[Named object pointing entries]
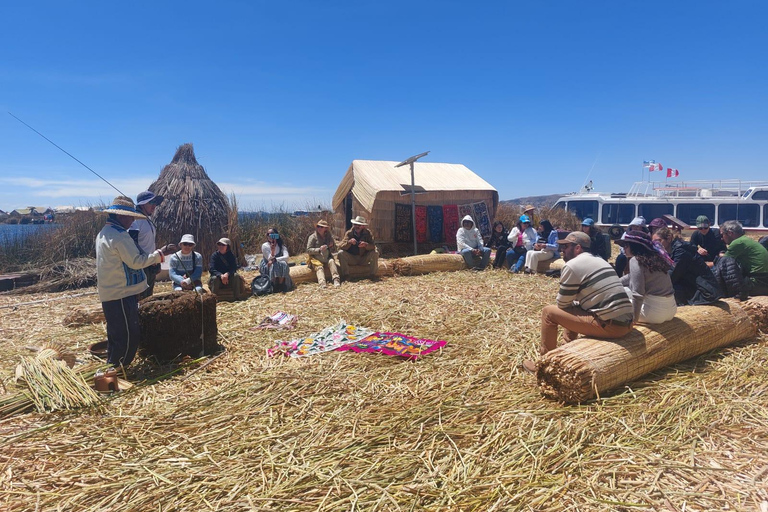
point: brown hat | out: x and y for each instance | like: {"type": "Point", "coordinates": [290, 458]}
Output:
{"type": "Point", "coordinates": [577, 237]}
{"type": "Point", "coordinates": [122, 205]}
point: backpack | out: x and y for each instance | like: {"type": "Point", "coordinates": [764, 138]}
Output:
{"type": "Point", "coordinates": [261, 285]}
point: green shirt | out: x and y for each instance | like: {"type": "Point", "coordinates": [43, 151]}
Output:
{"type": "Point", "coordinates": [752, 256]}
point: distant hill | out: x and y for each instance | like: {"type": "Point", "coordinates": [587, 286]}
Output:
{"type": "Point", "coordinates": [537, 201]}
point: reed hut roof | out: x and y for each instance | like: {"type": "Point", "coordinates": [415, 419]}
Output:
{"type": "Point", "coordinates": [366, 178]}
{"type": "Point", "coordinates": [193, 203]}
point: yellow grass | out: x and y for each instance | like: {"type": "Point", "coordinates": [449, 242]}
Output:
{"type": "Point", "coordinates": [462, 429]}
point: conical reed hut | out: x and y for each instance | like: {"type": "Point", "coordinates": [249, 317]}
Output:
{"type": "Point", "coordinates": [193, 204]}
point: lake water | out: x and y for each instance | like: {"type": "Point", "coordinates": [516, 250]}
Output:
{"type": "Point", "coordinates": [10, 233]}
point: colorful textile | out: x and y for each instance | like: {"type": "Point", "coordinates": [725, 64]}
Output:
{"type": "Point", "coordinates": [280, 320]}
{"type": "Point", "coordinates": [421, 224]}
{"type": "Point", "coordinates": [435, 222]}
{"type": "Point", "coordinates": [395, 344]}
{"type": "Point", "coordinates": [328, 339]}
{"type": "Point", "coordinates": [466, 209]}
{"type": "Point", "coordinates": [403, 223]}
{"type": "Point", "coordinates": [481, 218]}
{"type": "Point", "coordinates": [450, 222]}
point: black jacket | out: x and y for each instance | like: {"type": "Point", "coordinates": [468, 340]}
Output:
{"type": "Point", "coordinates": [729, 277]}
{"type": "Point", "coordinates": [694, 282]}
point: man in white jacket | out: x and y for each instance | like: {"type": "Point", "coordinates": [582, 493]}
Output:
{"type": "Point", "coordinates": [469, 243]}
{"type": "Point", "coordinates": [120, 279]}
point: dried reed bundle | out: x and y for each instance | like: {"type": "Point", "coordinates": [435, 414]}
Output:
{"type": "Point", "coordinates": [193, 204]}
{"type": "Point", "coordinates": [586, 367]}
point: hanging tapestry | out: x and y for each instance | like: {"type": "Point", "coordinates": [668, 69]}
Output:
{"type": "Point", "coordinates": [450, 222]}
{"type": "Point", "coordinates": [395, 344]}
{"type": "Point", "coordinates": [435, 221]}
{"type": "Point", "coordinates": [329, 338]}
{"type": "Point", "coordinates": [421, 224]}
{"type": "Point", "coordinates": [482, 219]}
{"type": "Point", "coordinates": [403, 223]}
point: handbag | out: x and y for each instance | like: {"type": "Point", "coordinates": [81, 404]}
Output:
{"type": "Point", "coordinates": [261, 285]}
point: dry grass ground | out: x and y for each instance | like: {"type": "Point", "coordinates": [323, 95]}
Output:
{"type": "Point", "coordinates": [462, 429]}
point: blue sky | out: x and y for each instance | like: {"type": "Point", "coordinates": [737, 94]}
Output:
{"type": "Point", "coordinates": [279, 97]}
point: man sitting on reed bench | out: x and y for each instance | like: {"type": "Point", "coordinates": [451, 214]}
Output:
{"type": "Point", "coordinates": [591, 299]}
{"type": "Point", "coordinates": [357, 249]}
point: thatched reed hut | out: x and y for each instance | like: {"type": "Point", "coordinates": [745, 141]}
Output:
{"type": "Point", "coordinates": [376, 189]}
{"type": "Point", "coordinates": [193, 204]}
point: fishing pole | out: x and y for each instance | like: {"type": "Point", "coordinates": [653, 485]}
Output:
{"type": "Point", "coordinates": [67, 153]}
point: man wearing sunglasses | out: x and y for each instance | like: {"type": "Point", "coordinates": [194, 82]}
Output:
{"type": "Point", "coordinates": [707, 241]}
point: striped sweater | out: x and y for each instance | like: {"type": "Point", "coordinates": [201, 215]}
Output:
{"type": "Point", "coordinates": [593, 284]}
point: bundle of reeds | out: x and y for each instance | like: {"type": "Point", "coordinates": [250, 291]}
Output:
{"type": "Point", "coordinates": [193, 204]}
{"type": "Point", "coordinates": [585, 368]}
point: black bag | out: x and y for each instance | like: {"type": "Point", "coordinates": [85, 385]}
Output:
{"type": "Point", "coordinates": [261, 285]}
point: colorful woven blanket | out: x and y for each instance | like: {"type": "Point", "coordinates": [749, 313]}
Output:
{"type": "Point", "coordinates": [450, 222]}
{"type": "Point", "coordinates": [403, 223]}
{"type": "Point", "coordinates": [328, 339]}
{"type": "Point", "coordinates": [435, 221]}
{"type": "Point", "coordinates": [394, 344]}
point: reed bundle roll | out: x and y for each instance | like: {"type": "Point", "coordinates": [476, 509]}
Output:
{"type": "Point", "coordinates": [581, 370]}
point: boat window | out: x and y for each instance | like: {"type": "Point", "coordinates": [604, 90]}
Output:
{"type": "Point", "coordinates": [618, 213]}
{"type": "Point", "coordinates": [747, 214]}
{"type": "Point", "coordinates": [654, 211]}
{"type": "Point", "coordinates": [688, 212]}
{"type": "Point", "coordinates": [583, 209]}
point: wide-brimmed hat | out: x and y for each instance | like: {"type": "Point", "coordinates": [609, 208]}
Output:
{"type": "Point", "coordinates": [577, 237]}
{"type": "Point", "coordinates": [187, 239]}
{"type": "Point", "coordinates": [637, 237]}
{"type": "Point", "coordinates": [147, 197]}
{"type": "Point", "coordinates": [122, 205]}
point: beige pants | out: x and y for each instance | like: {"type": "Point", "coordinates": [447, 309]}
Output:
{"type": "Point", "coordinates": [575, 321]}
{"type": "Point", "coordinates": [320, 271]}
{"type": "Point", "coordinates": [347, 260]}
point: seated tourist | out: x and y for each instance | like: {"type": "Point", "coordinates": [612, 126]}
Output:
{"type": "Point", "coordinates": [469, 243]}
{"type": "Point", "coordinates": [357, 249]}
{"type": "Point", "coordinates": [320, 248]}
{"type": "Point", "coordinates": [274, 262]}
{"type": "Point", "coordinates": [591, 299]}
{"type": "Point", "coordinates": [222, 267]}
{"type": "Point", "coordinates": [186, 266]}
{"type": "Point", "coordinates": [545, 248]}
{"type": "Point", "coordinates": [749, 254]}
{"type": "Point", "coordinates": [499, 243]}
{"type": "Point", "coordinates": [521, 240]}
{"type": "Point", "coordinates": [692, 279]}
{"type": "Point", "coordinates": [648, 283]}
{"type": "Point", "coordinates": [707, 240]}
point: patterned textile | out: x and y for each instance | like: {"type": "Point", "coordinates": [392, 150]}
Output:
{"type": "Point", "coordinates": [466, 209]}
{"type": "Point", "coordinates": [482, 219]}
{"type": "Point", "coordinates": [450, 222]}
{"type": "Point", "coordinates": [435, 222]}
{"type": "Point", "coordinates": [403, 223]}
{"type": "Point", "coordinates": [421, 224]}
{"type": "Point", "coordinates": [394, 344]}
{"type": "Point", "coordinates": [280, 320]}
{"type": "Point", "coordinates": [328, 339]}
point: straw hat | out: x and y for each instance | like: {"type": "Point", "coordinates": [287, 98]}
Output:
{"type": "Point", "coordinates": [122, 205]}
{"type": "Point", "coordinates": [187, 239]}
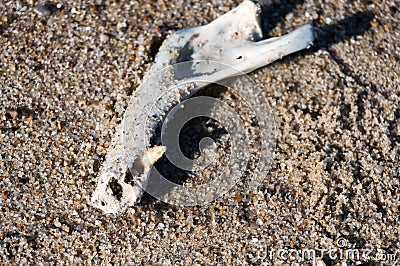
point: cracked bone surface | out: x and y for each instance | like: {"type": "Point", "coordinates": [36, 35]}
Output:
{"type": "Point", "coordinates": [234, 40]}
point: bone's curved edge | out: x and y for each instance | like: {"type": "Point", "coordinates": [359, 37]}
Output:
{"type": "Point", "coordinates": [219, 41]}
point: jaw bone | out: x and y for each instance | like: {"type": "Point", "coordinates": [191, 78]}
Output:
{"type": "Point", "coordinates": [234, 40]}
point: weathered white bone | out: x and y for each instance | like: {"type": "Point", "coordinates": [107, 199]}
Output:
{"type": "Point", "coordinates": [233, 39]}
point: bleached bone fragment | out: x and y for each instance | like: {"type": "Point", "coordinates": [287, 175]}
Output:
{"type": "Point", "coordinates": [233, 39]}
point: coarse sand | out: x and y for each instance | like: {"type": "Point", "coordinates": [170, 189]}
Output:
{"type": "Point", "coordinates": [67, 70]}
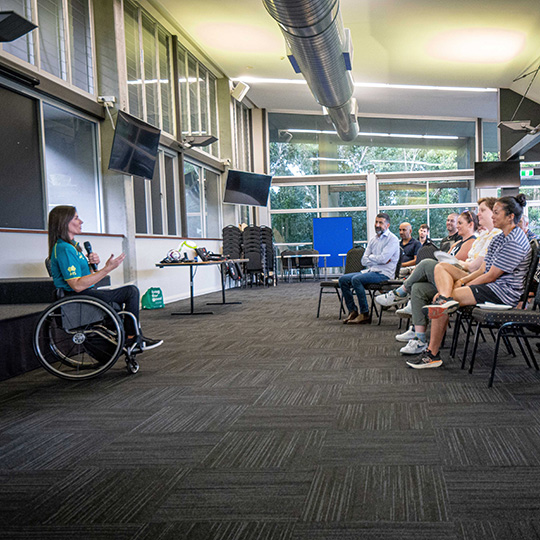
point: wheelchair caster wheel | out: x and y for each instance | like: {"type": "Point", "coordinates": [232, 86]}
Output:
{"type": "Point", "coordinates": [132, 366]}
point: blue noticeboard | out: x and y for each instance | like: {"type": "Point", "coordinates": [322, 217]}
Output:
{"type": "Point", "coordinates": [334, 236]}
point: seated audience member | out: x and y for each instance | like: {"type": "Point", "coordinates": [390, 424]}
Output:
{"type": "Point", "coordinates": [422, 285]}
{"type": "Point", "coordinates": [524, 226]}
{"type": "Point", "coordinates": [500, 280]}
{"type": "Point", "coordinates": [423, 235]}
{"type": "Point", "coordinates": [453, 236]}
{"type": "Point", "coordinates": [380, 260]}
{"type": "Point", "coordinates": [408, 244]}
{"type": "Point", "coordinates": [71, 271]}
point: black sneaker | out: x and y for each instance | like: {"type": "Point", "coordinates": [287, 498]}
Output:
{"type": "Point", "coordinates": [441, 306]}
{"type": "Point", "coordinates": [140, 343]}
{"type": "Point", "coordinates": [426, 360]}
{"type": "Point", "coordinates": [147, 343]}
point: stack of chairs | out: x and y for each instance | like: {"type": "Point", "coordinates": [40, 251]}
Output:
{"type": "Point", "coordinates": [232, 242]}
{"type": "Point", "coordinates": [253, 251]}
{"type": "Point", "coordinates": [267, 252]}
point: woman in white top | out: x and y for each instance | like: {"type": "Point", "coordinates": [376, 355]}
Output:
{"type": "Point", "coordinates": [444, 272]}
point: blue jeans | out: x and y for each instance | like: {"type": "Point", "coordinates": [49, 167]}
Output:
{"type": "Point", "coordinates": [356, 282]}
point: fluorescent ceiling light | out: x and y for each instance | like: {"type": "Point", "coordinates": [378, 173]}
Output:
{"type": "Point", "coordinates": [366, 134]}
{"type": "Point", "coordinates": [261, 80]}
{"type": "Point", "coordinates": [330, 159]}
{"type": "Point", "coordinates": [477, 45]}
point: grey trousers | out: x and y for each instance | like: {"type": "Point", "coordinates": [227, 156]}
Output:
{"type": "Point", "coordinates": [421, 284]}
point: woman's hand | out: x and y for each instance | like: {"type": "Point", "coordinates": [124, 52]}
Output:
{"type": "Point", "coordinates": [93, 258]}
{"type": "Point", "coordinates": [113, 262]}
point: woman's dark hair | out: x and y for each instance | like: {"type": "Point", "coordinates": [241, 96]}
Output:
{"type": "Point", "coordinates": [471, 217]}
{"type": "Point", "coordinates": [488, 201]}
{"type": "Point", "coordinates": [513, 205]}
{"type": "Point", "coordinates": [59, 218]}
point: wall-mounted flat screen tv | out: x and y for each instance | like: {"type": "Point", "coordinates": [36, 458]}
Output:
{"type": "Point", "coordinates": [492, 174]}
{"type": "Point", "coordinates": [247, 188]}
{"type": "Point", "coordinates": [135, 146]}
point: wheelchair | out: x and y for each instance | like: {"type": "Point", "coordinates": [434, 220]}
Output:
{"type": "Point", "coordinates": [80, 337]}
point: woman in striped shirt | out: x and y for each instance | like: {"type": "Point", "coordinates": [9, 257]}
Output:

- [Task]: Render the lines of the entries as a JSON list of strings, one string per line and no blank lines, starting at the line that contains "point: blue jeans" and ending at the last line of the entries.

- [Problem solution]:
[
  "point: blue jeans | out: x and y for each instance | like: {\"type\": \"Point\", \"coordinates\": [49, 167]}",
  "Output:",
  "{\"type\": \"Point\", \"coordinates\": [356, 282]}",
  "point: fluorescent ceiling light | out: x and y for each instance | like: {\"type\": \"Point\", \"coordinates\": [378, 173]}",
  "Output:",
  "{\"type\": \"Point\", \"coordinates\": [366, 134]}",
  "{\"type\": \"Point\", \"coordinates\": [261, 80]}",
  "{\"type\": \"Point\", \"coordinates\": [330, 159]}",
  "{\"type\": \"Point\", \"coordinates\": [477, 45]}",
  "point: grey trousers | out: x and y for each instance | like: {\"type\": \"Point\", \"coordinates\": [227, 156]}",
  "Output:",
  "{\"type\": \"Point\", \"coordinates\": [421, 284]}",
  "point: woman's hand | out: x and y for each instance | like: {\"type\": \"Point\", \"coordinates\": [124, 52]}",
  "Output:",
  "{\"type\": \"Point\", \"coordinates\": [93, 258]}",
  "{\"type\": \"Point\", \"coordinates\": [113, 262]}",
  "point: woman's dark hair | out: x and y for each instance | like: {\"type\": \"Point\", \"coordinates\": [241, 96]}",
  "Output:",
  "{\"type\": \"Point\", \"coordinates\": [471, 217]}",
  "{\"type\": \"Point\", \"coordinates\": [488, 201]}",
  "{\"type\": \"Point\", \"coordinates\": [513, 205]}",
  "{\"type\": \"Point\", \"coordinates\": [59, 218]}",
  "point: wall-mounted flat screen tv | out: x and y for each instance | like: {\"type\": \"Point\", \"coordinates\": [36, 458]}",
  "Output:",
  "{\"type\": \"Point\", \"coordinates\": [492, 174]}",
  "{\"type\": \"Point\", \"coordinates\": [247, 188]}",
  "{\"type\": \"Point\", \"coordinates\": [135, 146]}",
  "point: wheelchair | out: x and y for each instance | like: {\"type\": \"Point\", \"coordinates\": [434, 220]}",
  "Output:",
  "{\"type\": \"Point\", \"coordinates\": [80, 337]}",
  "point: woman in striped shirt | out: x and y for each instance | like: {\"type\": \"Point\", \"coordinates\": [9, 257]}",
  "Output:"
]